TEXT PASSAGE
For 15,000 years, dogs have been considered man’s best friend. However, to build a healthy relationship and a strong bond with your furry friend, you need to understand how he communicates. Understanding how your dog communicates will ensure that you enjoy each other’s company and ensure you can better care for your canine friend. Dogs generally communicate with their human pals using their face and body language. Since their body language is entirely different from ours, it is crucial to know when your dog is trying to communicate with you and what exactly they are saying.
Here are the ways in which your dog is communicating with you:
Barking is perhaps the most common way that your dog communicates with you. However, your furry friend could be barking out of happiness as a way of alarming you of something or because they want to play. Most dogs will change their pitch to help you figure out what they are trying to tell you.
When the bark is low pitched, this could indicate that the canine is fearful or angry. A high pitch may be a sign that the dog wants you to come closer. Besides the pitch, you may also want to pay attention to the frequency of the bark. If you are throwing a toy or petting your dog, but he is still barking, they could be trying to alarm you of something. In case they bark while rolling over on their back, there is a good chance that they want a belly rub.
A growl is a distinct sound, very different from a bark, which both humans and other dogs will recognize. Growling is typically a warning sign that you should move away from the canine, leave them alone, or give them the space they want. Dogs will usually growl when they are frightened, angry, in pain, or due to possession aggression.
When approaching a growling dog and they are not your pet, you should proceed with caution. The growl is a signal that you need to give the dog space, and it should not be seen as playful behavior or confusion. In case you ignore the message that the canine is trying to communicate, the dog could bite or scratch you in a bid to protect himself. If you are a pet parent, you should try to establish the root cause of the behavior and find ways of addressing it.
Visual communication is a powerful and effective way that your dog will use to pass on information to you. Canines can also use eye contact to form social bonds with their human friends. Since different breeds seek eye contact differently, it would be important for you to not only understand the breed you own but also your individual pet.
Generally, when your dog maintains constant eye contact with you, this is their way of showing their affection towards and trust in you. Considering that this is an endearing form of communication, the dog can also stare at you when they need your attention, food, or want you to get up. When your four-legged companion avoids eye contact, it is a sign that they may be sad, uncomfortable, scared, or cowering. This behavior could happen after you have scolded them harshly, or they have done something naughty.

GIVEN INFORMATION
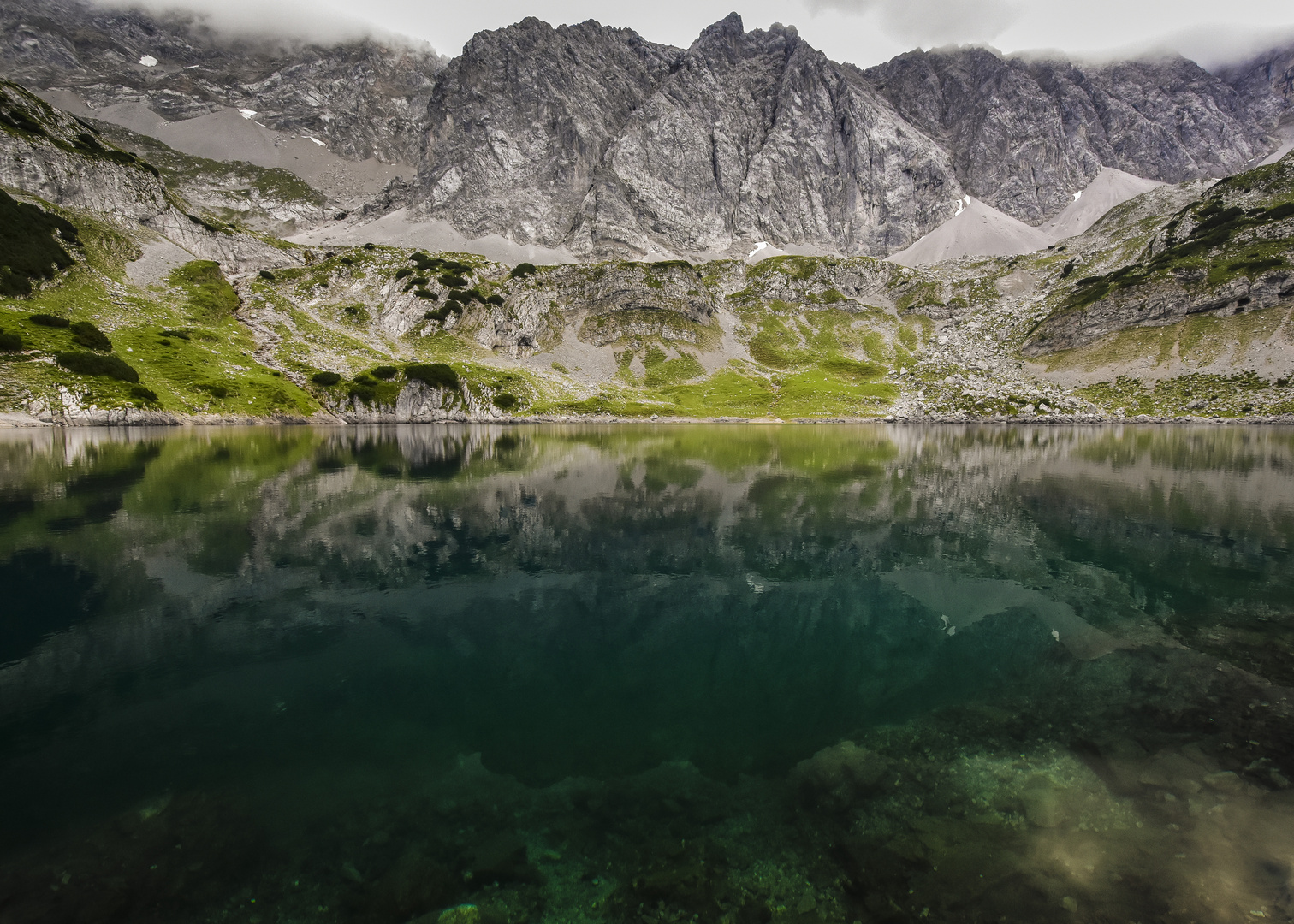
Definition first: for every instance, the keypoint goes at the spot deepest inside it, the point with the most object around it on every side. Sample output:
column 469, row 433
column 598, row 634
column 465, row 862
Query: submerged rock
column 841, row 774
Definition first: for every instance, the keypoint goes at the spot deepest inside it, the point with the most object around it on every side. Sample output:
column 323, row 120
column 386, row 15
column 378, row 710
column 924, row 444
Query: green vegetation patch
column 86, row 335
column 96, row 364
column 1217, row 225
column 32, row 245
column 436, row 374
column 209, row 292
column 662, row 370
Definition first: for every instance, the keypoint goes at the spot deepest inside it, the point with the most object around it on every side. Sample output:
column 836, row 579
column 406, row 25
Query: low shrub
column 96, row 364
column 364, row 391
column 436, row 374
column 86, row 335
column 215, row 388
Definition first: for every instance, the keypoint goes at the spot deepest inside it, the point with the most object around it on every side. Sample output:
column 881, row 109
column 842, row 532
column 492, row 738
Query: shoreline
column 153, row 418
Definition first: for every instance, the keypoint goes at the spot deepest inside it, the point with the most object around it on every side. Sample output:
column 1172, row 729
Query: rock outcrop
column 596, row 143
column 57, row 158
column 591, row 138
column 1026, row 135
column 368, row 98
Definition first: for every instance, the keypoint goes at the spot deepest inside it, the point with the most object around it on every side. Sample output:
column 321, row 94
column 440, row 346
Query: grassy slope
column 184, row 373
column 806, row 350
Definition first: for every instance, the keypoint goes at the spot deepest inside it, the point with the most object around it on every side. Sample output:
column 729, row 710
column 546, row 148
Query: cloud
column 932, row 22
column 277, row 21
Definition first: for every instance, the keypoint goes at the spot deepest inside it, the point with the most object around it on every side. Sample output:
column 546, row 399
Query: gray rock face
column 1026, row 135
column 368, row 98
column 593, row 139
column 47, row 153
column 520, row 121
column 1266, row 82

INSTRUCTIONS FOR THE TASK
Return the portion of the dog communication text between "For 15,000 years, dogs" and "they are saying.", inclusive, copied word for word. Rely solely on the text about how dogs communicate and leave the data aside.

EXERCISE SOLUTION
For 15,000 years, dogs have been considered man’s best friend. However, to build a healthy relationship and a strong bond with your furry friend, you need to understand how he communicates. Understanding how your dog communicates will ensure that you enjoy each other’s company and ensure you can better care for your canine friend. Dogs generally communicate with their human pals using their face and body language. Since their body language is entirely different from ours, it is crucial to know when your dog is trying to communicate with you and what exactly they are saying.